— Document passage —
☆ ☆ ☆ ☆ ☆ ☆ ☆
Machine Analogy of Industrial Society


Society has a split personality. To talk of capitalist society is something of a contradiction of terms. The advocates of capitalism, often cite how the system more closely represents the natural world with competition and the survival of fitess: it is also why many nations have problematic legislation which protects competition rather than protecting diversity and security of supply. Such regulation implies a certain mechanical analogy to society. That society is a designed and planned machine with specific purpose. When people complain about the state of the health care system, and long waiting queues, there is an inference the machine is broken. When people complain about the state of the roads and the quality of service from public transport, there is an implication that the machine is broken. When people complain about the failure of the education system once again an implication that the machine is broken. The supply of water the disposal of waste. Financing the unemployed, the sick and the retired. Every subsystem is defective, and the machine is broken.

But if the machine is broken, then at some point in time the machine had to have been fully operational and fullfilling its function properly. Whilst some people may refer back to better times, those better times as with now, were only better for some people not all. The machine has never been fully operational, for it has never been fully built. The construction of the machine is a work in progress, but that is not what the educators imply to their pupils. Educators teach as if the machine was fully operational. There is confusion has to whether we have to fight to survive in the wilderness of the concrete jungle, or whether we are simply cogs within the machinery of industrial society.
☆ ☆ ☆ ☆ ☆ ☆ ☆
— Supplied data —
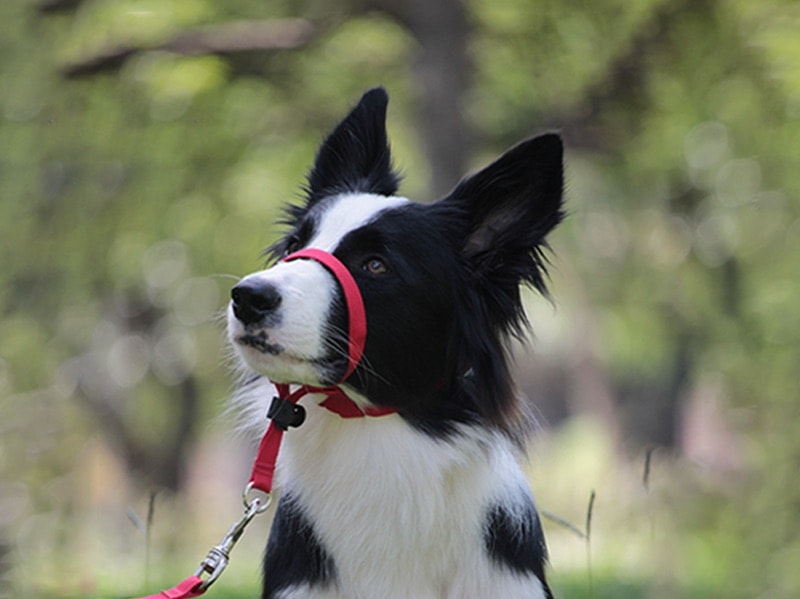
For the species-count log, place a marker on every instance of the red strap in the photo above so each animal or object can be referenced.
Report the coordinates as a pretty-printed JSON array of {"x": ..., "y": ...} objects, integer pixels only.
[
  {"x": 338, "y": 403},
  {"x": 191, "y": 587},
  {"x": 357, "y": 317}
]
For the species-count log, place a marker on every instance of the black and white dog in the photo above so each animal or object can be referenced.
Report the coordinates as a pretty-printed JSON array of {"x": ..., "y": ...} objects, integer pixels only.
[{"x": 427, "y": 501}]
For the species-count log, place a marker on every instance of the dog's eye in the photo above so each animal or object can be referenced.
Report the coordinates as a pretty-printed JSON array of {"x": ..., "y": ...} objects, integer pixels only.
[{"x": 374, "y": 266}]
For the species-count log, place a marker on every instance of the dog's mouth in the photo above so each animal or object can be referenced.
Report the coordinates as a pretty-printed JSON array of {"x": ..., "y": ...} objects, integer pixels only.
[{"x": 260, "y": 341}]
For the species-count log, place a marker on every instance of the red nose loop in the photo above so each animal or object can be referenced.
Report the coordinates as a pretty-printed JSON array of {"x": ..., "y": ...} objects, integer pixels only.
[{"x": 356, "y": 316}]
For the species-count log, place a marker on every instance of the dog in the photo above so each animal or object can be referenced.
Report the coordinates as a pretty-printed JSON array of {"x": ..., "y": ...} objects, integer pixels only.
[{"x": 423, "y": 497}]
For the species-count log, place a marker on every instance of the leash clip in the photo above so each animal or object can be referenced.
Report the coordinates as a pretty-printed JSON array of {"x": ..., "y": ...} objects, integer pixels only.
[
  {"x": 284, "y": 413},
  {"x": 218, "y": 556}
]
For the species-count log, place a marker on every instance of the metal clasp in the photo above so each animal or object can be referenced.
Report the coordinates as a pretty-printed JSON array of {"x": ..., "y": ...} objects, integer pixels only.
[{"x": 218, "y": 556}]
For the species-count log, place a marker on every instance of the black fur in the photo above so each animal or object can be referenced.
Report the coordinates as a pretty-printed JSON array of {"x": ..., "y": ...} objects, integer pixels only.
[
  {"x": 440, "y": 354},
  {"x": 457, "y": 264},
  {"x": 294, "y": 554},
  {"x": 516, "y": 541}
]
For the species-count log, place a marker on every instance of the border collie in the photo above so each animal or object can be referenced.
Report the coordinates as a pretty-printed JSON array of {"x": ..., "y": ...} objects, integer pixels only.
[{"x": 428, "y": 500}]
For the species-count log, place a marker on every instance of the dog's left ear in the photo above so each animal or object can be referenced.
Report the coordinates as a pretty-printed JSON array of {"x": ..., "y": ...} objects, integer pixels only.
[
  {"x": 355, "y": 157},
  {"x": 511, "y": 205}
]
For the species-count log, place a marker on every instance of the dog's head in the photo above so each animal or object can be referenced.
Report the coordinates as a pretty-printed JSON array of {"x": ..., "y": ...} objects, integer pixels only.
[{"x": 440, "y": 282}]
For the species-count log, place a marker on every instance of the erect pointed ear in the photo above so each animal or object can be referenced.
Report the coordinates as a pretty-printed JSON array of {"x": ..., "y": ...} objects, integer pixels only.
[
  {"x": 511, "y": 206},
  {"x": 355, "y": 157}
]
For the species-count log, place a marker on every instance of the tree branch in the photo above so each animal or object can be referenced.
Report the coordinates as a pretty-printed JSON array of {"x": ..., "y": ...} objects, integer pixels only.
[{"x": 226, "y": 39}]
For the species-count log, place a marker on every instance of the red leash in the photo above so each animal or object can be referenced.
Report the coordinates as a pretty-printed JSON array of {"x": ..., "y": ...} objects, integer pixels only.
[{"x": 284, "y": 412}]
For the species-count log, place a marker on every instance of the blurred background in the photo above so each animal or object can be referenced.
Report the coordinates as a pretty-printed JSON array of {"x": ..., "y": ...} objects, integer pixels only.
[{"x": 146, "y": 149}]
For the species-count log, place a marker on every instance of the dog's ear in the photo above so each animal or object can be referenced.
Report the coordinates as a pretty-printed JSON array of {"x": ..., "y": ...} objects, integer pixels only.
[
  {"x": 505, "y": 212},
  {"x": 511, "y": 205},
  {"x": 355, "y": 157}
]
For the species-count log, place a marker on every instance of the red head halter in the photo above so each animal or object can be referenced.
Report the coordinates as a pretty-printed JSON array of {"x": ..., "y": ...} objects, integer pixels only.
[{"x": 356, "y": 316}]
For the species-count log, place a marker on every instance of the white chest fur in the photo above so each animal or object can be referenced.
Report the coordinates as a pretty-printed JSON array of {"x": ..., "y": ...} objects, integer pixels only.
[{"x": 403, "y": 514}]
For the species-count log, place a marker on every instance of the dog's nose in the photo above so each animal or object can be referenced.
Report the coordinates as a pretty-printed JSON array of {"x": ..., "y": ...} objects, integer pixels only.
[{"x": 254, "y": 300}]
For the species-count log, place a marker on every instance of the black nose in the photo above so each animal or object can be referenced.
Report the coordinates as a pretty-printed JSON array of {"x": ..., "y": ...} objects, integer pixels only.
[{"x": 254, "y": 300}]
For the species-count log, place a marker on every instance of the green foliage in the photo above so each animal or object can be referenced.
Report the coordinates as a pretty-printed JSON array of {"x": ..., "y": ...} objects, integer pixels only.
[{"x": 130, "y": 199}]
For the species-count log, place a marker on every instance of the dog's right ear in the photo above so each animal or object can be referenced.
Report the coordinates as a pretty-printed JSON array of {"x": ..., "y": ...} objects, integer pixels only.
[{"x": 355, "y": 157}]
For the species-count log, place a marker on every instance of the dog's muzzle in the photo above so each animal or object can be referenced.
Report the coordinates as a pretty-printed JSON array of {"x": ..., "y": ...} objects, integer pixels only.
[{"x": 253, "y": 301}]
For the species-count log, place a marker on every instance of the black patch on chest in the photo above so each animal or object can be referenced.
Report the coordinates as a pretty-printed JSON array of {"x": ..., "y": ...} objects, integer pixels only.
[
  {"x": 294, "y": 553},
  {"x": 516, "y": 541}
]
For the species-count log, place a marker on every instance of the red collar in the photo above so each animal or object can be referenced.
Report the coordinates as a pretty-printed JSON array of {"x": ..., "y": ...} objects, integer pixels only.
[{"x": 284, "y": 411}]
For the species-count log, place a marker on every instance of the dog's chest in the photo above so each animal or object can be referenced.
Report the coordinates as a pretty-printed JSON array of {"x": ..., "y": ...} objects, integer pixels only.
[{"x": 395, "y": 509}]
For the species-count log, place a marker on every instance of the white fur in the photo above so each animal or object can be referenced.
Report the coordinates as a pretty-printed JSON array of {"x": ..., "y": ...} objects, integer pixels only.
[
  {"x": 400, "y": 512},
  {"x": 348, "y": 213},
  {"x": 308, "y": 290}
]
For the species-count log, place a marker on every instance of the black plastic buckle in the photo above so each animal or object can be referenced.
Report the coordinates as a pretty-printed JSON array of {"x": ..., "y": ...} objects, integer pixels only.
[{"x": 284, "y": 413}]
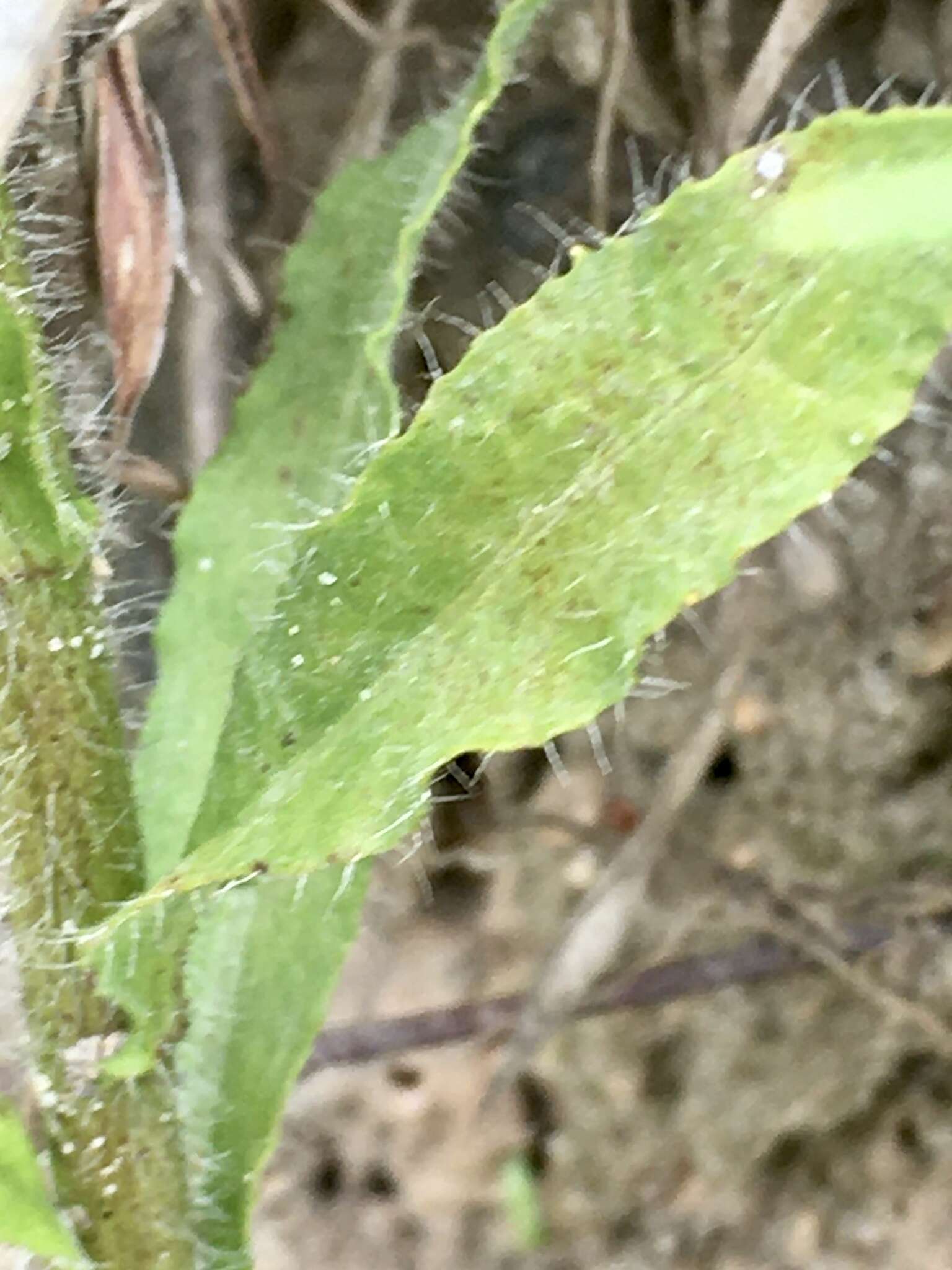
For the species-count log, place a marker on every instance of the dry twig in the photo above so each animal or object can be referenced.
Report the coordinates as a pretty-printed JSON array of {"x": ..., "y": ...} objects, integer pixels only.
[
  {"x": 599, "y": 167},
  {"x": 794, "y": 24}
]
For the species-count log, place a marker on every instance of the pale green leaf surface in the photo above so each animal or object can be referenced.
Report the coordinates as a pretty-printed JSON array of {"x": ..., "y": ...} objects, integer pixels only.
[
  {"x": 29, "y": 1219},
  {"x": 602, "y": 456},
  {"x": 311, "y": 418},
  {"x": 259, "y": 972}
]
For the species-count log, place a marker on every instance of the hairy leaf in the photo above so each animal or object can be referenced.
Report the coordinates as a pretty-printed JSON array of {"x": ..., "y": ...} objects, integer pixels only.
[
  {"x": 312, "y": 417},
  {"x": 42, "y": 523},
  {"x": 598, "y": 460},
  {"x": 27, "y": 1215},
  {"x": 260, "y": 968}
]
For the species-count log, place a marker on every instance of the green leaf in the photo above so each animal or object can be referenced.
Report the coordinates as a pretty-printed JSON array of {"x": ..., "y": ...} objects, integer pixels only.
[
  {"x": 259, "y": 972},
  {"x": 42, "y": 522},
  {"x": 27, "y": 1215},
  {"x": 522, "y": 1202},
  {"x": 599, "y": 459},
  {"x": 312, "y": 417}
]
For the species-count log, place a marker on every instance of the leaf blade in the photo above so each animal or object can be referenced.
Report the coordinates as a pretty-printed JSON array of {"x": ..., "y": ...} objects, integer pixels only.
[
  {"x": 29, "y": 1219},
  {"x": 362, "y": 685},
  {"x": 346, "y": 285}
]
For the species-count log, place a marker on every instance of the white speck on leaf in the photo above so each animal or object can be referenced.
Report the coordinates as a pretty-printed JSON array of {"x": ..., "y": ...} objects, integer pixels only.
[{"x": 772, "y": 164}]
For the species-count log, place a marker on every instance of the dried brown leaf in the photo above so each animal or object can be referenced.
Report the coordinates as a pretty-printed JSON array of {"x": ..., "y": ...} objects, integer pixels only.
[
  {"x": 135, "y": 230},
  {"x": 231, "y": 36}
]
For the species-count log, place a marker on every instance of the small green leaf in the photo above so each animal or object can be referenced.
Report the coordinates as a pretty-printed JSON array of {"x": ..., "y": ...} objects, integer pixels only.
[
  {"x": 521, "y": 1199},
  {"x": 599, "y": 459},
  {"x": 312, "y": 417},
  {"x": 29, "y": 1219}
]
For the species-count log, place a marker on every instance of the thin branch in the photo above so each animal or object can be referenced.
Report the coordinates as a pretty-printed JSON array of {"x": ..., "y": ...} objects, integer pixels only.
[
  {"x": 754, "y": 961},
  {"x": 794, "y": 24},
  {"x": 596, "y": 934},
  {"x": 367, "y": 127}
]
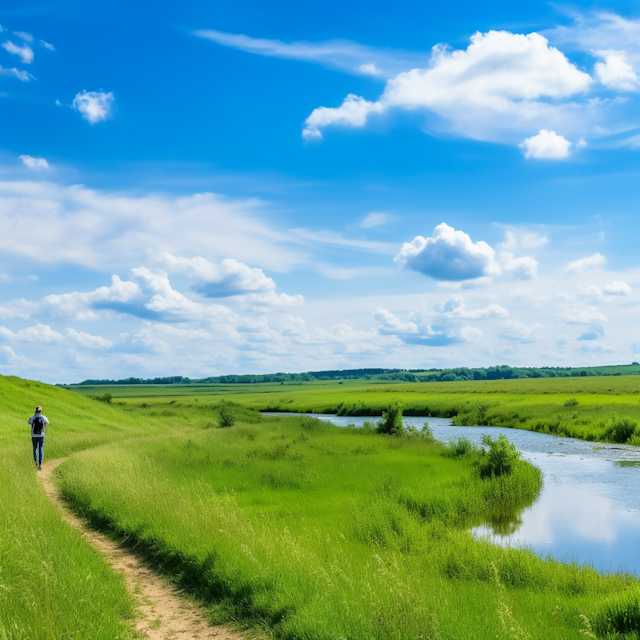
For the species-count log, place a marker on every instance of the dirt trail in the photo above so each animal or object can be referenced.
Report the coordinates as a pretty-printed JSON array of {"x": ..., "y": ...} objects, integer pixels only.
[{"x": 163, "y": 613}]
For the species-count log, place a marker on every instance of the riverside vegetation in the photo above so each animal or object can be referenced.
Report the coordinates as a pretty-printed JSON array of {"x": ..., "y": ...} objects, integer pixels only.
[
  {"x": 605, "y": 409},
  {"x": 286, "y": 526}
]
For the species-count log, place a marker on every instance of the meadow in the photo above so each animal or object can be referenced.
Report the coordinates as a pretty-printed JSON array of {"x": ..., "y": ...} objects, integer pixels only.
[
  {"x": 589, "y": 408},
  {"x": 284, "y": 526}
]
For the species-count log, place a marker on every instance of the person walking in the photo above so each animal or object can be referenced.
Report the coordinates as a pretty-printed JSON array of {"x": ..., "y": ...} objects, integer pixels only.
[{"x": 38, "y": 424}]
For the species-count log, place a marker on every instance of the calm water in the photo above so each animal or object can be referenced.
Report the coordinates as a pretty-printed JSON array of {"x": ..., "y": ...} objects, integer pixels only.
[{"x": 589, "y": 507}]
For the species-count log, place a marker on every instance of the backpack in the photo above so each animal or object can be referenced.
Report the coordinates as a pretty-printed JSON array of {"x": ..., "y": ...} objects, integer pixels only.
[{"x": 38, "y": 425}]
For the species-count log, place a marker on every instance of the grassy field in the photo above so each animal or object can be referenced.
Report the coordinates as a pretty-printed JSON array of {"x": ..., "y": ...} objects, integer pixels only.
[
  {"x": 286, "y": 526},
  {"x": 586, "y": 408}
]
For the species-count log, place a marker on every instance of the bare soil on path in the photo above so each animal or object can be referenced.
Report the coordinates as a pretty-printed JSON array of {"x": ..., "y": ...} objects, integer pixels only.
[{"x": 163, "y": 614}]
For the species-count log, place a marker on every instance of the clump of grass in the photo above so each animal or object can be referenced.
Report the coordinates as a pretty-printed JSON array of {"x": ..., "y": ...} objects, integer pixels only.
[
  {"x": 620, "y": 430},
  {"x": 391, "y": 423},
  {"x": 501, "y": 458}
]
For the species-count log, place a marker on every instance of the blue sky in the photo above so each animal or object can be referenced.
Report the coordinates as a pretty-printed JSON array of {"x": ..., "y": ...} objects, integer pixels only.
[{"x": 199, "y": 190}]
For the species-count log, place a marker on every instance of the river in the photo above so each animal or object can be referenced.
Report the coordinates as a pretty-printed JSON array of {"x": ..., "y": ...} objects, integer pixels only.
[{"x": 589, "y": 507}]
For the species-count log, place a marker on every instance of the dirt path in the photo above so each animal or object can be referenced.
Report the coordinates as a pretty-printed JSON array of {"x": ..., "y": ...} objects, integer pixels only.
[{"x": 163, "y": 613}]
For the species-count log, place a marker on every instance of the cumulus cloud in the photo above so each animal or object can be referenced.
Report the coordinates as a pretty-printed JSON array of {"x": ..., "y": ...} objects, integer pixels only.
[
  {"x": 390, "y": 324},
  {"x": 547, "y": 145},
  {"x": 37, "y": 164},
  {"x": 16, "y": 73},
  {"x": 617, "y": 288},
  {"x": 112, "y": 231},
  {"x": 39, "y": 333},
  {"x": 582, "y": 314},
  {"x": 23, "y": 35},
  {"x": 615, "y": 72},
  {"x": 230, "y": 278},
  {"x": 454, "y": 307},
  {"x": 501, "y": 83},
  {"x": 25, "y": 52},
  {"x": 449, "y": 255},
  {"x": 353, "y": 112},
  {"x": 594, "y": 261},
  {"x": 512, "y": 330},
  {"x": 94, "y": 106},
  {"x": 523, "y": 268}
]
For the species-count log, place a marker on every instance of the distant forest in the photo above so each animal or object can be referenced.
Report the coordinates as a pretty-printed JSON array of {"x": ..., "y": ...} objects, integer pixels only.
[{"x": 501, "y": 372}]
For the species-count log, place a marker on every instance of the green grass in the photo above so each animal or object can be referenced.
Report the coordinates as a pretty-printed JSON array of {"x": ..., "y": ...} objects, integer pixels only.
[
  {"x": 287, "y": 526},
  {"x": 585, "y": 408}
]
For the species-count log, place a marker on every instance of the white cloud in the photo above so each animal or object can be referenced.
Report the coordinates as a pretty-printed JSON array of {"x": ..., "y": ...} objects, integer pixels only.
[
  {"x": 40, "y": 333},
  {"x": 615, "y": 72},
  {"x": 449, "y": 255},
  {"x": 16, "y": 73},
  {"x": 390, "y": 324},
  {"x": 87, "y": 340},
  {"x": 512, "y": 330},
  {"x": 454, "y": 307},
  {"x": 617, "y": 288},
  {"x": 340, "y": 54},
  {"x": 523, "y": 268},
  {"x": 547, "y": 145},
  {"x": 37, "y": 164},
  {"x": 353, "y": 112},
  {"x": 594, "y": 261},
  {"x": 375, "y": 219},
  {"x": 25, "y": 53},
  {"x": 95, "y": 106},
  {"x": 370, "y": 69},
  {"x": 496, "y": 88},
  {"x": 23, "y": 35},
  {"x": 112, "y": 231},
  {"x": 230, "y": 278},
  {"x": 582, "y": 314}
]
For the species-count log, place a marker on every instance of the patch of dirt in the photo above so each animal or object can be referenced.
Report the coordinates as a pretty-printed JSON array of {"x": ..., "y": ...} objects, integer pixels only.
[{"x": 163, "y": 613}]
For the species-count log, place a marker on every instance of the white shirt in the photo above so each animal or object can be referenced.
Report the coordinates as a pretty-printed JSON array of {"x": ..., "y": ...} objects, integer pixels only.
[{"x": 46, "y": 422}]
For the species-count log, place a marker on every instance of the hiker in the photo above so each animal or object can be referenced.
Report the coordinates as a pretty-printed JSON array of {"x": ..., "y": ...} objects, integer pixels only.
[{"x": 38, "y": 424}]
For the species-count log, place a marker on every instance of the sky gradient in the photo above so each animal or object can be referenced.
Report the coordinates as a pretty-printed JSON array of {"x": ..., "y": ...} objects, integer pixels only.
[{"x": 201, "y": 190}]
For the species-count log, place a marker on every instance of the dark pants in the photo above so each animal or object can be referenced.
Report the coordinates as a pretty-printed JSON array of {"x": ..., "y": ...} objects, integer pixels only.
[{"x": 38, "y": 448}]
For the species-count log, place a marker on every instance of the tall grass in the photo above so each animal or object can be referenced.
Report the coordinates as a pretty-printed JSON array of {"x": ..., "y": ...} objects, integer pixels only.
[
  {"x": 310, "y": 531},
  {"x": 582, "y": 408}
]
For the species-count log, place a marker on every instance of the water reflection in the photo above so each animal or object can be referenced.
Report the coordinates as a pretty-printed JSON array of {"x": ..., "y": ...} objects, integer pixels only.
[{"x": 589, "y": 507}]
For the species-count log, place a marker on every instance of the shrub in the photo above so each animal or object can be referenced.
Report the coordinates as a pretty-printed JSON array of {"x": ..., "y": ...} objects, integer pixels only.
[
  {"x": 227, "y": 419},
  {"x": 461, "y": 447},
  {"x": 391, "y": 422},
  {"x": 620, "y": 430},
  {"x": 105, "y": 397},
  {"x": 500, "y": 459}
]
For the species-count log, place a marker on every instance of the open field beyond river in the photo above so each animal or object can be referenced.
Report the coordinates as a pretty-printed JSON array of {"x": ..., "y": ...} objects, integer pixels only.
[{"x": 283, "y": 527}]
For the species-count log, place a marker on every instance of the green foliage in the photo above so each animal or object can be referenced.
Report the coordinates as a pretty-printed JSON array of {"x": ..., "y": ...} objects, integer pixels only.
[
  {"x": 619, "y": 615},
  {"x": 391, "y": 423},
  {"x": 620, "y": 430},
  {"x": 501, "y": 458},
  {"x": 226, "y": 415},
  {"x": 105, "y": 397}
]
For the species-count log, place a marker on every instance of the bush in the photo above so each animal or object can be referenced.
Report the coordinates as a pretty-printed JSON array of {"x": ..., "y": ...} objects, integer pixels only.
[
  {"x": 620, "y": 430},
  {"x": 391, "y": 422},
  {"x": 227, "y": 419},
  {"x": 105, "y": 397},
  {"x": 461, "y": 447},
  {"x": 500, "y": 459}
]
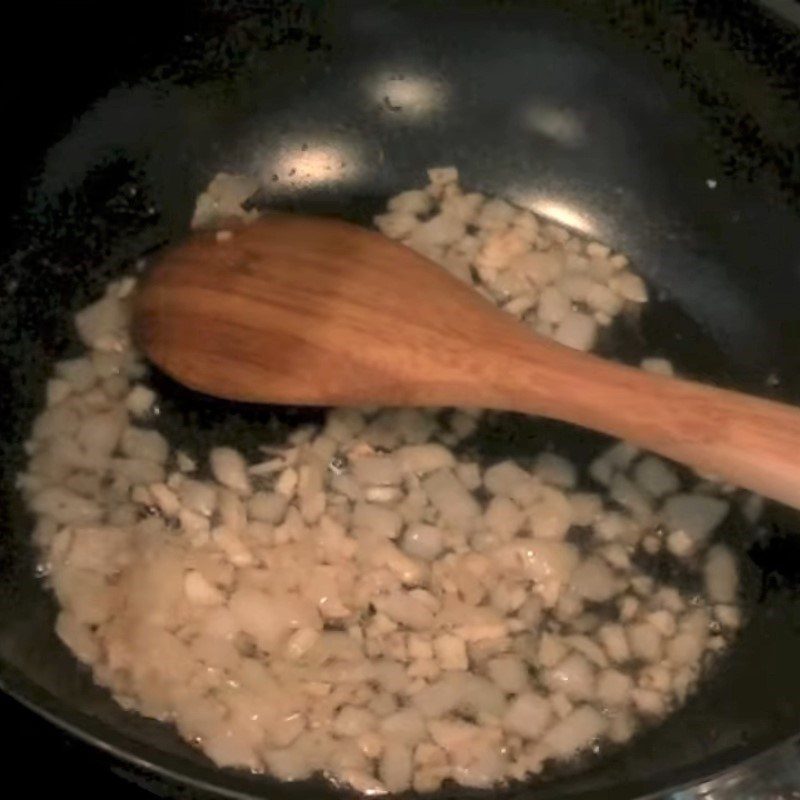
☆ ☆ ☆ ☆ ☆ ☆ ☆
— Exercise —
List every thing that the passage on the machine analogy of industrial society says people complain about. The material plays no part in this work.

— The solution —
- The state of the health care system
- Long waiting queues
- The state of the roads
- The quality of service from public transport
- The failure of the education system